* **INSTRUCTIONS TO FOLLOW**
Lines from the one containing "Target: green shrub" through the final line of the entries below: reproduce them exactly, all of them and only them.

* **AVAILABLE DATA**
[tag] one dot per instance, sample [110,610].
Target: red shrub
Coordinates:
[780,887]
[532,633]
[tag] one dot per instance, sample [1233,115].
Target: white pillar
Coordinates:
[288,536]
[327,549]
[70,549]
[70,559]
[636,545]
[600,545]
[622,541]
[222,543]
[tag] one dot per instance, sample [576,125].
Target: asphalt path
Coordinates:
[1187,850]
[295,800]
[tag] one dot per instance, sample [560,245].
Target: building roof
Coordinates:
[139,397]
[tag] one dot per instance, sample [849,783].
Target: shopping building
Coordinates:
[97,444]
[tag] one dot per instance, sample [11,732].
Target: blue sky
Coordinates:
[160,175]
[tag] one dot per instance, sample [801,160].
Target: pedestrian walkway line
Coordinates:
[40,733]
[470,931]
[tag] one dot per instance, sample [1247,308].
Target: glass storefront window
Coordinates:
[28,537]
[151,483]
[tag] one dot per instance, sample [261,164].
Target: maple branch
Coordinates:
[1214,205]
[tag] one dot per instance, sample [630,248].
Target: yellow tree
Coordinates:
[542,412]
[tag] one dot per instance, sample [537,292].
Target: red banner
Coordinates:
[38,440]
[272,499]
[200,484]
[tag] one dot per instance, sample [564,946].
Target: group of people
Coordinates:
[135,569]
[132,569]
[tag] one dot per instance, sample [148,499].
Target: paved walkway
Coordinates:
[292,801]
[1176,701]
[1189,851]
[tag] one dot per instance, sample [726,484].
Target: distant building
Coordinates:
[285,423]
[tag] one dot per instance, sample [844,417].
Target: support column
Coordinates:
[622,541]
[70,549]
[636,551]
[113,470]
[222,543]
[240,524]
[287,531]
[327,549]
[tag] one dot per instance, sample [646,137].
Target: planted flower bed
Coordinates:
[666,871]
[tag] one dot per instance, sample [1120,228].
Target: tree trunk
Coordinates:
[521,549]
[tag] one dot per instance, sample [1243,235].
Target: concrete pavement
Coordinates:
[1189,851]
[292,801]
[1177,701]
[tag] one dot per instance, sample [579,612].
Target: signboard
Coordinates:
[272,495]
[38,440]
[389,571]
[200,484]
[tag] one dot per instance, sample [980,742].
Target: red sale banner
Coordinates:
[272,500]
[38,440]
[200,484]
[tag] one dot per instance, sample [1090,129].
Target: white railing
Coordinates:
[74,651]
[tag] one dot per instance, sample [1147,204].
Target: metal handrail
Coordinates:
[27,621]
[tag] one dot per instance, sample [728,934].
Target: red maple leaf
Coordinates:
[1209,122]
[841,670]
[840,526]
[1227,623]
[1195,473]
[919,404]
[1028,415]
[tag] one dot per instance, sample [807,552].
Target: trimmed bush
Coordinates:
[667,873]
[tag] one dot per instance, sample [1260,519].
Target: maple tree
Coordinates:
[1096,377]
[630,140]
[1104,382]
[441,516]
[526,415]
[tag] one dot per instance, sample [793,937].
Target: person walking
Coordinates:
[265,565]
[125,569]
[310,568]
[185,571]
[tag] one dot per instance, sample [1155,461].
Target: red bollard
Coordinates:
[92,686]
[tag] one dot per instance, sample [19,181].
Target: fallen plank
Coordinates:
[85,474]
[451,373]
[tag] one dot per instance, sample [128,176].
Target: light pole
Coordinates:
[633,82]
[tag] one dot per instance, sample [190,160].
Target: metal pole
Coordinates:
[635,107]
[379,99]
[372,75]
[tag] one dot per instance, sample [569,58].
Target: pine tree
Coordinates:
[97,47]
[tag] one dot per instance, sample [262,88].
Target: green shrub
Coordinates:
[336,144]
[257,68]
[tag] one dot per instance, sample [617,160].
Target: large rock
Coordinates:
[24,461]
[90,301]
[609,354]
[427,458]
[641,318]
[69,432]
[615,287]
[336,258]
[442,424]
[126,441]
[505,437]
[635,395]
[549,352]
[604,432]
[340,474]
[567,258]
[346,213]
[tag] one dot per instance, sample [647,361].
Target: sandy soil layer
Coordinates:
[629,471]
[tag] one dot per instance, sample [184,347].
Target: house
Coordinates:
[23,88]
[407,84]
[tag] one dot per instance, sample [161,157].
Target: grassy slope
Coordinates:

* **TASK RESULT**
Target: green shrub
Coordinates:
[336,144]
[257,68]
[tag] one dot per instance, sample [617,160].
Target: large rock
Coordinates:
[24,461]
[90,301]
[609,354]
[427,458]
[641,318]
[69,432]
[615,287]
[336,258]
[442,424]
[126,441]
[505,437]
[635,395]
[549,352]
[604,432]
[340,474]
[567,258]
[346,213]
[tag] one dot per instance, sample [647,361].
Target: sandy soil layer
Coordinates:
[629,471]
[tag] one dot per instance, sample [184,347].
Target: house
Coordinates:
[23,88]
[407,84]
[tag] one dot per instance, sample [161,157].
Target: grassy slope
Coordinates:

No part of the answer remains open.